◆ TEXT:
=== Begin Enclosure ===

Religious Beliefs. Little is known of traditional religion beyond beliefs in various harmful spirits and in spirits inhabiting natural phenomena. The Miskito readily adopted Christianity; the Moravian church is by far the dominant mission group. The Catholic church and several fundamentalist Protestant churches also proselytize. Belief in dreams, in strange and inexplicable omens and occurrences, and in the power of the moon persists. Specific native deities are unknown, but an impersonal "Father" spirit may have been recognized. Evil spirits were more important. The Christian trinity is now accepted, although belief in evil spirits, frequently associated with the Christian Satan, continues.
Religious Practitioners. Native shamans acted as curers, diviners, and exorcisers. During the twentieth century, village lay pastors and fully ordained native pastors have worked with foreign missionaries.
Ceremonies. Prior to Christianization the Miskito conducted group ceremonies, particularly funeral rites, characterized by dancing and extensive drinking of locally made intoxicants. They now celebrate the Christian ceremonies of the mission churches.
Arts. Traditional Miskito songs are popular, and simple round dances may be performed on holidays. Theatricals concerning a legendary Miskito "king," now an important ethnic symbol, are performed in some communities. Decorative arts are not developed, although wooden masks were traditionally carved for funeral ceremonies.
Medicine. Traditional herbal cures are combined with Western medical care. Illness was traditionally thought to be caused by evil spirits, and remnants of that belief persist, but God's will and the weather are more commonly blamed today.
Death and Afterlife. Death can be foretold by dreams or other types of omens. Traditional funeral rites were relatively elaborate. Today, Christian rites are followed. The spirit of the deceased is thought to continue to associate with the living for a while.

=== End Enclosure ===

◆ DATASET ENTRIES:

=== Begin Enclosure ===

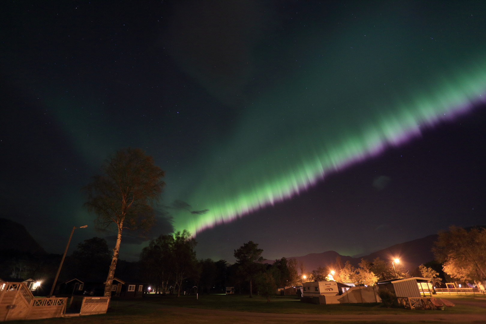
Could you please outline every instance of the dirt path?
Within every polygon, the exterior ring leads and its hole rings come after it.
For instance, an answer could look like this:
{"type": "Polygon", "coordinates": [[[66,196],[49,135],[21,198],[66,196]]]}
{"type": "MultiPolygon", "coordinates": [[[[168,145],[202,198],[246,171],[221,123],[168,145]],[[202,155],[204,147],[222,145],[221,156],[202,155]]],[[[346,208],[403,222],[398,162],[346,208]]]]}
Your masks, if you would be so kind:
{"type": "Polygon", "coordinates": [[[486,323],[486,311],[484,314],[448,314],[447,311],[431,311],[430,314],[357,315],[307,315],[297,314],[273,314],[250,313],[212,309],[203,309],[182,307],[163,307],[165,311],[187,315],[197,315],[201,322],[217,323],[226,322],[238,323],[262,323],[278,322],[305,323],[309,321],[369,321],[403,322],[437,321],[452,323],[486,323]]]}

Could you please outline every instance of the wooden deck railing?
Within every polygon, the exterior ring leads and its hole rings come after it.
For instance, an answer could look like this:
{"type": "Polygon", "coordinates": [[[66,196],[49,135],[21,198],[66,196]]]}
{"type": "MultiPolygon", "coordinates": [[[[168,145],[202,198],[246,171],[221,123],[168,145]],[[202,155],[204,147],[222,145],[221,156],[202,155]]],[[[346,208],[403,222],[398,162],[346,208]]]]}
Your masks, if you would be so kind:
{"type": "Polygon", "coordinates": [[[438,294],[448,294],[449,295],[459,295],[462,294],[479,294],[484,295],[486,290],[479,288],[436,288],[435,292],[438,294]]]}

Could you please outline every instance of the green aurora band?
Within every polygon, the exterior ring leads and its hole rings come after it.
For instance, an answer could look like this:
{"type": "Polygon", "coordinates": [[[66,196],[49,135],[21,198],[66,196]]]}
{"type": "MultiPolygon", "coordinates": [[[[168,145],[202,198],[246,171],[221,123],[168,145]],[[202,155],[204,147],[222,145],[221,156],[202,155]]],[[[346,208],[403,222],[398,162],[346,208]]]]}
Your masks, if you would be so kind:
{"type": "Polygon", "coordinates": [[[179,34],[186,43],[174,59],[222,102],[228,102],[220,94],[227,84],[252,77],[233,92],[243,98],[234,105],[244,109],[229,135],[183,174],[190,183],[168,182],[178,191],[170,198],[207,210],[175,213],[175,230],[197,234],[288,199],[486,102],[484,6],[417,4],[356,2],[309,14],[284,32],[261,36],[267,40],[251,55],[228,59],[228,66],[252,67],[219,84],[211,69],[217,63],[191,65],[204,61],[184,57],[198,51],[190,47],[193,38],[179,34]]]}
{"type": "MultiPolygon", "coordinates": [[[[316,93],[322,92],[319,85],[314,85],[313,90],[316,93]]],[[[366,115],[359,119],[350,118],[350,120],[340,123],[331,118],[331,124],[337,124],[341,128],[338,136],[333,136],[333,132],[316,122],[326,120],[326,115],[329,115],[326,105],[312,109],[309,109],[307,102],[307,109],[300,108],[311,116],[300,121],[295,119],[292,122],[302,124],[306,121],[312,127],[300,134],[287,136],[292,138],[286,138],[283,142],[270,145],[273,149],[267,147],[266,153],[257,158],[254,159],[251,151],[258,141],[254,139],[248,143],[247,138],[243,138],[232,141],[231,147],[226,148],[226,153],[219,152],[218,158],[212,161],[215,166],[208,172],[209,176],[202,181],[204,186],[187,198],[191,204],[204,206],[208,211],[205,214],[193,214],[190,217],[179,215],[175,218],[175,228],[187,229],[197,233],[273,205],[307,189],[328,172],[379,153],[387,146],[406,142],[419,136],[424,127],[452,119],[469,110],[475,103],[486,102],[486,65],[473,65],[462,73],[442,78],[441,82],[436,82],[429,88],[433,87],[435,90],[427,91],[425,87],[418,94],[409,96],[406,101],[390,100],[382,102],[381,107],[380,103],[372,102],[365,109],[366,115]],[[350,121],[355,123],[347,127],[347,122],[350,121]],[[235,147],[239,148],[237,152],[232,150],[235,147]],[[245,157],[246,154],[251,158],[245,157]],[[237,171],[226,165],[235,164],[240,159],[244,163],[237,171]]],[[[269,129],[265,124],[267,119],[274,118],[267,116],[265,118],[261,116],[262,112],[271,112],[271,105],[278,103],[274,101],[271,104],[269,102],[264,99],[260,101],[260,109],[248,118],[253,121],[251,125],[242,126],[242,129],[247,128],[240,131],[261,132],[263,134],[258,138],[271,136],[275,130],[269,129]],[[256,121],[258,120],[263,121],[256,121]]],[[[289,103],[280,103],[286,104],[289,103]]],[[[298,106],[295,102],[292,104],[298,106]]],[[[334,125],[332,129],[335,128],[334,125]]]]}

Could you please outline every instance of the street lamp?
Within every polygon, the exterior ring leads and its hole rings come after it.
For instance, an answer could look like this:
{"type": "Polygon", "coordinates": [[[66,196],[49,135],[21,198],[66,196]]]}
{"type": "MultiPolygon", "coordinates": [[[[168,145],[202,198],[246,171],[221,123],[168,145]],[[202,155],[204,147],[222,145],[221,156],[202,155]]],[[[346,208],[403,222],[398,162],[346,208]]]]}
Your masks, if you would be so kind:
{"type": "Polygon", "coordinates": [[[54,288],[56,287],[56,283],[57,282],[57,278],[59,276],[59,273],[61,272],[61,268],[62,267],[63,262],[64,262],[64,258],[66,257],[66,254],[68,253],[68,248],[69,247],[69,243],[71,242],[71,238],[72,237],[72,233],[74,232],[74,230],[76,228],[86,228],[87,227],[87,225],[85,225],[84,226],[80,226],[79,227],[72,226],[72,230],[71,231],[71,235],[69,235],[69,239],[68,240],[68,244],[66,246],[66,250],[64,250],[64,254],[63,255],[62,258],[61,259],[61,264],[59,265],[59,268],[57,269],[57,273],[56,273],[56,277],[54,279],[54,283],[52,284],[52,288],[51,289],[51,293],[49,294],[49,297],[52,297],[52,293],[54,292],[54,288]]]}
{"type": "Polygon", "coordinates": [[[395,278],[396,278],[397,277],[397,271],[395,270],[395,264],[393,264],[394,262],[395,262],[397,264],[398,264],[399,263],[400,263],[400,260],[399,259],[395,259],[395,260],[394,260],[393,261],[392,261],[392,265],[393,266],[393,271],[395,273],[395,278]]]}

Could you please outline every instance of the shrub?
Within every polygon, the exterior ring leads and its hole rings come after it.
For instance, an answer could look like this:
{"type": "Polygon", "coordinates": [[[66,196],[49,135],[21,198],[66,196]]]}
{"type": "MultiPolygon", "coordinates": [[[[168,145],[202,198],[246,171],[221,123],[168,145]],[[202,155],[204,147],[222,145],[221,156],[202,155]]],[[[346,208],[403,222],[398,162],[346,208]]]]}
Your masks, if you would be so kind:
{"type": "Polygon", "coordinates": [[[397,296],[394,292],[385,289],[378,290],[378,296],[382,299],[382,302],[389,308],[390,307],[398,307],[397,296]]]}

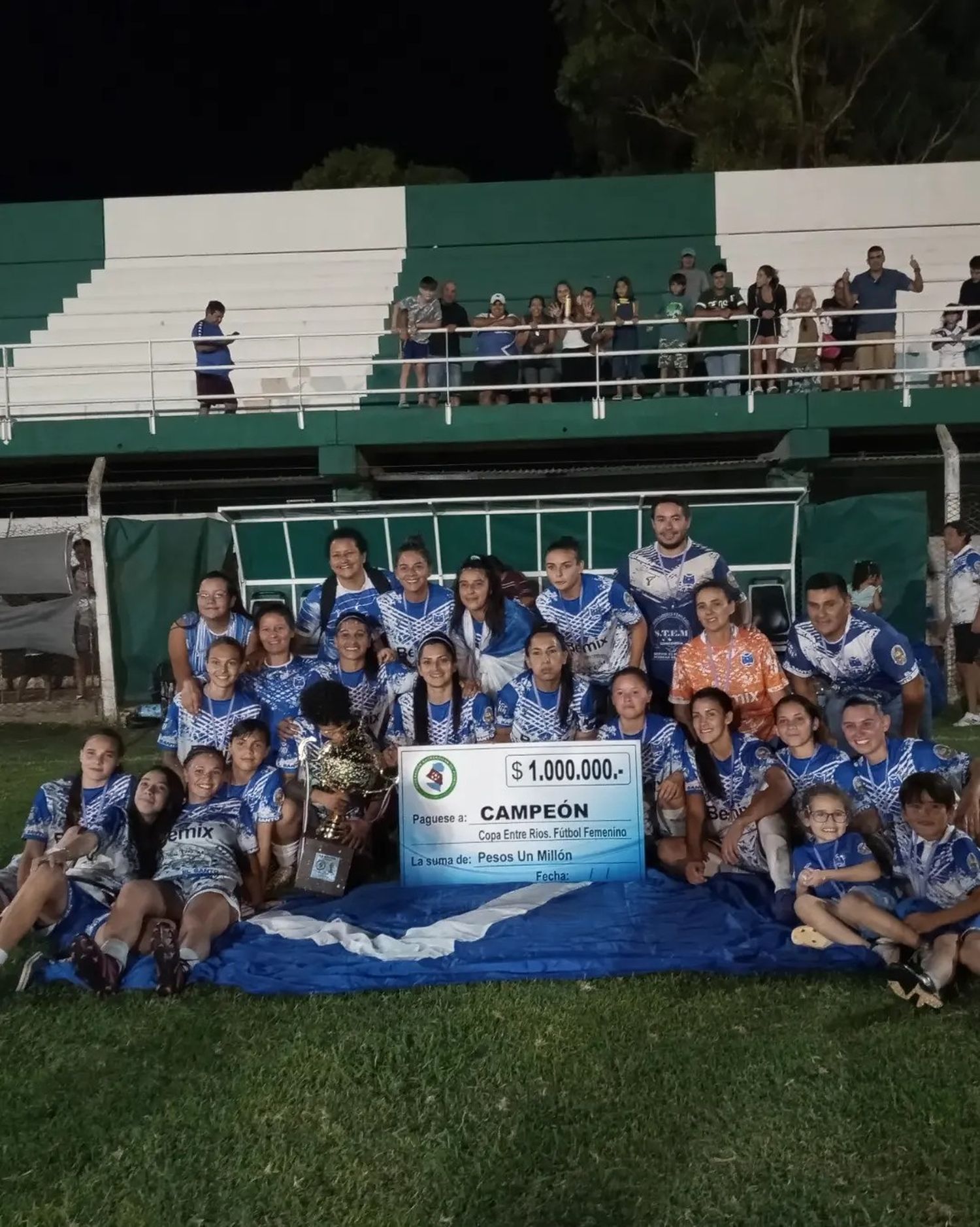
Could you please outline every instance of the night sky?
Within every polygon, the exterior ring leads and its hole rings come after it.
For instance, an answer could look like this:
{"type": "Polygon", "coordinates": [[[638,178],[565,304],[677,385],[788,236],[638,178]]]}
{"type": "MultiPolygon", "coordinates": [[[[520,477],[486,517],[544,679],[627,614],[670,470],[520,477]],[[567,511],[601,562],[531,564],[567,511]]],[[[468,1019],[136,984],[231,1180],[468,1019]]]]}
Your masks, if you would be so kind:
{"type": "Polygon", "coordinates": [[[355,144],[484,182],[575,169],[546,0],[44,0],[4,44],[2,201],[284,189],[355,144]]]}

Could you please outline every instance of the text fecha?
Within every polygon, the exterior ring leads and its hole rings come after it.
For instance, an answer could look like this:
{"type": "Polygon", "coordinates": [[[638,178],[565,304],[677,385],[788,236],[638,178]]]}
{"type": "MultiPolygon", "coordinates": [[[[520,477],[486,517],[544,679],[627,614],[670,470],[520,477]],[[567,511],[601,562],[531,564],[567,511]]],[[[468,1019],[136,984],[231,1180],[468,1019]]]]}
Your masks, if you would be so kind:
{"type": "Polygon", "coordinates": [[[587,818],[588,804],[561,801],[559,805],[484,805],[480,817],[484,822],[503,818],[507,822],[539,822],[541,818],[587,818]]]}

=== End Enclosure ===

Can you extract the passage of the text on Miskito religion and customs between "Ceremonies. Prior to" and "commonly blamed today.", inclusive?

◆ EXPECTED ANSWER:
Ceremonies. Prior to Christianization the Miskito conducted group ceremonies, particularly funeral rites, characterized by dancing and extensive drinking of locally made intoxicants. They now celebrate the Christian ceremonies of the mission churches.
Arts. Traditional Miskito songs are popular, and simple round dances may be performed on holidays. Theatricals concerning a legendary Miskito "king," now an important ethnic symbol, are performed in some communities. Decorative arts are not developed, although wooden masks were traditionally carved for funeral ceremonies.
Medicine. Traditional herbal cures are combined with Western medical care. Illness was traditionally thought to be caused by evil spirits, and remnants of that belief persist, but God's will and the weather are more commonly blamed today.